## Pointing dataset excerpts
════

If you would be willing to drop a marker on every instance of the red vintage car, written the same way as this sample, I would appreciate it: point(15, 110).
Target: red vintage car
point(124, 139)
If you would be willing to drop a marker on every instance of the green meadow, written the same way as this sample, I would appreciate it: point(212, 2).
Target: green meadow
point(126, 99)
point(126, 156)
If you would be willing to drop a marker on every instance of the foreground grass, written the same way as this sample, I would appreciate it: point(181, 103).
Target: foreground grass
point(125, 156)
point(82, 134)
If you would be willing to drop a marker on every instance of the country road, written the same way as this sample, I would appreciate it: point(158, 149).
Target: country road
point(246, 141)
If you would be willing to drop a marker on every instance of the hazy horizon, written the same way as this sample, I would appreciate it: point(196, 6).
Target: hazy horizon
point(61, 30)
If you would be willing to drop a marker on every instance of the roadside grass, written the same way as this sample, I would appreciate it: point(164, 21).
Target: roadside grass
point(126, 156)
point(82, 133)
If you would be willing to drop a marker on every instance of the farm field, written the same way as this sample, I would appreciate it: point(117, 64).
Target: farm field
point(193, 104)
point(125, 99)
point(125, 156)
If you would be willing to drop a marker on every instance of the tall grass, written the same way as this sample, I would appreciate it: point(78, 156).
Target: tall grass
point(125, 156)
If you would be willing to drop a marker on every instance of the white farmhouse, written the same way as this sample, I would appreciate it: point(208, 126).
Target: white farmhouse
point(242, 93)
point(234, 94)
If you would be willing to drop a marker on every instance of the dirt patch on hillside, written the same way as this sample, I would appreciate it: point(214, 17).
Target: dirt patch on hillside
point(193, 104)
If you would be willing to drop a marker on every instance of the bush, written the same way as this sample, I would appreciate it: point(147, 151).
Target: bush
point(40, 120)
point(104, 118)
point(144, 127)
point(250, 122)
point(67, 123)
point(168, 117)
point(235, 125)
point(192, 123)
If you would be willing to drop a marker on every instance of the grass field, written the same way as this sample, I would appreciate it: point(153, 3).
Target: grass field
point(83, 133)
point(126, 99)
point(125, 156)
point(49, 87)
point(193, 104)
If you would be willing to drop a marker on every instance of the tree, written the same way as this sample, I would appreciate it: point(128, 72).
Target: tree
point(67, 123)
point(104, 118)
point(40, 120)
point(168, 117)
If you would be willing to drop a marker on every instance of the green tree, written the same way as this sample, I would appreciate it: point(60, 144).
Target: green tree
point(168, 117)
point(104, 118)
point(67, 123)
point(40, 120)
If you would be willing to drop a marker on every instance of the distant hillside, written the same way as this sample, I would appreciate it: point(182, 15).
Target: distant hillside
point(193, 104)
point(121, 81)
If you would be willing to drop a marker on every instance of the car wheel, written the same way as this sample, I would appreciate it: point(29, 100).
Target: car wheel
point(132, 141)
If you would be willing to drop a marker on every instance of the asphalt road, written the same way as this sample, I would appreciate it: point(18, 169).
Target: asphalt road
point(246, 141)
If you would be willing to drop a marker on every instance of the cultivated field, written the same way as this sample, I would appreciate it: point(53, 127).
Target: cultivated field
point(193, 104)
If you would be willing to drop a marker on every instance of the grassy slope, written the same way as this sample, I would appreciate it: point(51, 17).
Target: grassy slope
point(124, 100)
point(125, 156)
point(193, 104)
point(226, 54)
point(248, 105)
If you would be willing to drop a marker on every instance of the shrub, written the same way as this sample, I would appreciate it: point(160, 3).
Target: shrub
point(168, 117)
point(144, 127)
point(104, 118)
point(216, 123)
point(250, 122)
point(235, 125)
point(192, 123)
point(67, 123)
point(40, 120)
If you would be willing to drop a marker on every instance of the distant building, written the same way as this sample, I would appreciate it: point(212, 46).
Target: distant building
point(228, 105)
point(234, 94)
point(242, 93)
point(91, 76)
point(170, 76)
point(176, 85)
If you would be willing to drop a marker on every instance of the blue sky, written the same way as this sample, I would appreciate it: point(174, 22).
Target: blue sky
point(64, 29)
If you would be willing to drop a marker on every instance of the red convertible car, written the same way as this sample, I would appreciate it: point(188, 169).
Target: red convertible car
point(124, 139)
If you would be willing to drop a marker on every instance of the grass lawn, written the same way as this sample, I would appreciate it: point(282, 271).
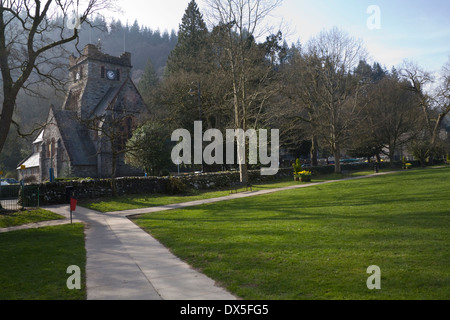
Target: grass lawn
point(34, 262)
point(27, 216)
point(152, 200)
point(317, 243)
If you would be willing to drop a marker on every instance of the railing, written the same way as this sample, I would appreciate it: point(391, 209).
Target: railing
point(18, 197)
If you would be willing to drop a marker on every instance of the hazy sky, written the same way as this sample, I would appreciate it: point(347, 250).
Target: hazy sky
point(416, 30)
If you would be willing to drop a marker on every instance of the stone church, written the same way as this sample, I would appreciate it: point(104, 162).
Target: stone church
point(101, 109)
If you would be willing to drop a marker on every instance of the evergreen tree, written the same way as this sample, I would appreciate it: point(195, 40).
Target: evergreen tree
point(149, 78)
point(148, 84)
point(190, 52)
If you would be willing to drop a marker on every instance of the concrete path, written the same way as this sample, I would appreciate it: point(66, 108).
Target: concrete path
point(126, 263)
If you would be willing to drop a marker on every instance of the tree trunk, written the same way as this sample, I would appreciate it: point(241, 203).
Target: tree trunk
point(113, 174)
point(314, 161)
point(337, 158)
point(5, 120)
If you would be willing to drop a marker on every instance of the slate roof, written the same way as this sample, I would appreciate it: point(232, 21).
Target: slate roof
point(76, 138)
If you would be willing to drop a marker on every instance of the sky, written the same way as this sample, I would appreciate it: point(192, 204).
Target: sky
point(413, 30)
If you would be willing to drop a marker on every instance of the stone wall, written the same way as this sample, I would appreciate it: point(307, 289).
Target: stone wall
point(56, 193)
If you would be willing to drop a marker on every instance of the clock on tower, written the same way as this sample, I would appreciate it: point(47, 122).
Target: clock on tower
point(111, 75)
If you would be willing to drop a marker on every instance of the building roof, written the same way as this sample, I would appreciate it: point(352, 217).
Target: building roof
point(32, 161)
point(76, 138)
point(40, 138)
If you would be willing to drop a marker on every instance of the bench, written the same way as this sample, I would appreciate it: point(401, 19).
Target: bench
point(235, 186)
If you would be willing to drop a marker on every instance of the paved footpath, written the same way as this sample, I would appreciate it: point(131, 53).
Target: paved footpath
point(126, 263)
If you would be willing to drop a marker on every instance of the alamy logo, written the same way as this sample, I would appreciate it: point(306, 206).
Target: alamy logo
point(374, 281)
point(74, 281)
point(234, 139)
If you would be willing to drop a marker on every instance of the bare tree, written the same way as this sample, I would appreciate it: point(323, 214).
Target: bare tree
point(333, 90)
point(239, 23)
point(434, 102)
point(27, 45)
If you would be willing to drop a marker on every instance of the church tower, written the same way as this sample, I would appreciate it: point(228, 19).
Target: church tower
point(92, 76)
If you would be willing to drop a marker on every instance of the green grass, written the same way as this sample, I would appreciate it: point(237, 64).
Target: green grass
point(34, 262)
point(27, 216)
point(128, 202)
point(317, 243)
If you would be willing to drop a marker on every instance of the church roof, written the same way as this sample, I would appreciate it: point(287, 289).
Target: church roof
point(32, 161)
point(76, 139)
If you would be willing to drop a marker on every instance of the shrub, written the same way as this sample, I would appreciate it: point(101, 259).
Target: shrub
point(297, 166)
point(175, 186)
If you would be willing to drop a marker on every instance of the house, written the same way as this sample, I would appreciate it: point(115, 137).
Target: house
point(78, 139)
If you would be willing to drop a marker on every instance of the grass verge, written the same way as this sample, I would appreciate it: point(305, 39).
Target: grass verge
point(34, 262)
point(317, 243)
point(129, 202)
point(27, 216)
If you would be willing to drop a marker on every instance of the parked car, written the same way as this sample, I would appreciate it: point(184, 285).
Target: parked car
point(11, 181)
point(4, 183)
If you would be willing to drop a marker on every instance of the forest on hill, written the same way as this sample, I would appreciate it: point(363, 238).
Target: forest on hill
point(114, 38)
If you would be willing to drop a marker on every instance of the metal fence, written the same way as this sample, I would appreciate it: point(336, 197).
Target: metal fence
point(18, 197)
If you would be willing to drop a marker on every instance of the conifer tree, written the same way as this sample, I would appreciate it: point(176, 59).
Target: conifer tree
point(190, 52)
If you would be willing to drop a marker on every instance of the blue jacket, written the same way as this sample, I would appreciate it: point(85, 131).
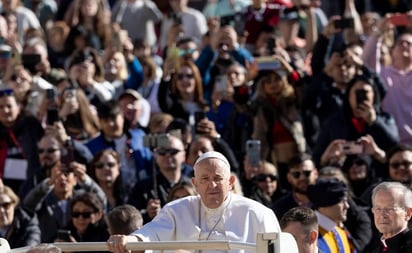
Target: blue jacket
point(141, 155)
point(207, 59)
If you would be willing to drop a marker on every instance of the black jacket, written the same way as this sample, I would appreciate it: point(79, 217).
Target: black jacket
point(401, 243)
point(25, 230)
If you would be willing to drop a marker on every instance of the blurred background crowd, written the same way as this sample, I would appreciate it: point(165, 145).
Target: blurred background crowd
point(105, 103)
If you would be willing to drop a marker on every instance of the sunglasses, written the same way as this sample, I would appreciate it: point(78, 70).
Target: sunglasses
point(397, 165)
point(263, 177)
point(164, 152)
point(85, 215)
point(181, 76)
point(101, 165)
point(5, 54)
point(183, 52)
point(47, 150)
point(6, 205)
point(6, 93)
point(297, 174)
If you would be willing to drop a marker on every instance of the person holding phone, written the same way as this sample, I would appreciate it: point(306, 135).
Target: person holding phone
point(396, 75)
point(276, 111)
point(19, 134)
point(87, 222)
point(60, 185)
point(361, 121)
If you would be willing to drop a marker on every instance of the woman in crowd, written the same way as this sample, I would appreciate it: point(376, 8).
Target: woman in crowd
point(182, 96)
point(91, 15)
point(21, 83)
point(266, 189)
point(150, 84)
point(360, 121)
point(87, 223)
point(17, 225)
point(78, 116)
point(87, 72)
point(105, 170)
point(277, 121)
point(115, 71)
point(230, 97)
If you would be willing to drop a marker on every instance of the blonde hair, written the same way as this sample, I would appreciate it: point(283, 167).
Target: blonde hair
point(9, 192)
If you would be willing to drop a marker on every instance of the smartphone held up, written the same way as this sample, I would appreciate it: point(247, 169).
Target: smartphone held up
point(253, 148)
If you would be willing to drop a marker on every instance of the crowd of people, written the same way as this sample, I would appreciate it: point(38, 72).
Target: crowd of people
point(108, 108)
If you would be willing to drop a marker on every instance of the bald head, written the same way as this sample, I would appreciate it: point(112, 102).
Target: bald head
point(213, 155)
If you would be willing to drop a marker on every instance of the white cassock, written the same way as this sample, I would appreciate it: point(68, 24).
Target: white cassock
point(238, 219)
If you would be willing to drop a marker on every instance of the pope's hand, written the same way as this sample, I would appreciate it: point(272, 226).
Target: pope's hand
point(117, 243)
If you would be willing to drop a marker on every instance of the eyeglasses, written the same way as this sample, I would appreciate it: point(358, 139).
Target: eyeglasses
point(183, 52)
point(85, 215)
point(181, 76)
point(47, 150)
point(263, 177)
point(5, 54)
point(101, 165)
point(164, 152)
point(387, 210)
point(236, 73)
point(6, 93)
point(404, 41)
point(6, 205)
point(396, 165)
point(297, 174)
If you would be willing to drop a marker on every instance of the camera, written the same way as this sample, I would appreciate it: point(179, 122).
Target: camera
point(241, 94)
point(360, 96)
point(401, 20)
point(52, 116)
point(253, 152)
point(344, 23)
point(177, 19)
point(352, 148)
point(30, 61)
point(66, 158)
point(63, 235)
point(153, 141)
point(50, 93)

════

## SHORT PROBLEM
Reproduce verbatim the part of the data that runs from its beginning through the line containing "point(82, 133)", including both ends.

## SOLUTION TO THIS PROBLEM
If you would be willing to drop a marker on every instance of the red vintage car, written the same way as this sample, I would appreciate it: point(15, 110).
Target: red vintage car
point(124, 139)
If you would be willing to drop a marker on every instance of the green meadow, written the same way as this sample, I would appreciate it: point(212, 2).
Target: green meadow
point(126, 99)
point(126, 156)
If you would be willing to drop a marker on every instance of the foreground grass, written the same way as this sample, I would appreciate it: point(181, 103).
Target: foreground grass
point(125, 156)
point(82, 134)
If you would be willing to drop a marker on every instance of the country road, written the same way as this sample, I would appreciate it: point(158, 149).
Target: country road
point(246, 141)
If you would be willing to drop a marker on every instance of the hazy horizon, written the same way as this sample, I would appreciate it: point(196, 6).
Target: hazy horizon
point(61, 30)
If you would be willing to drop a marker on every instance of the roadside grass, written the same way as this sample, I would appreciate it: point(164, 21).
Target: roadside grass
point(126, 156)
point(82, 133)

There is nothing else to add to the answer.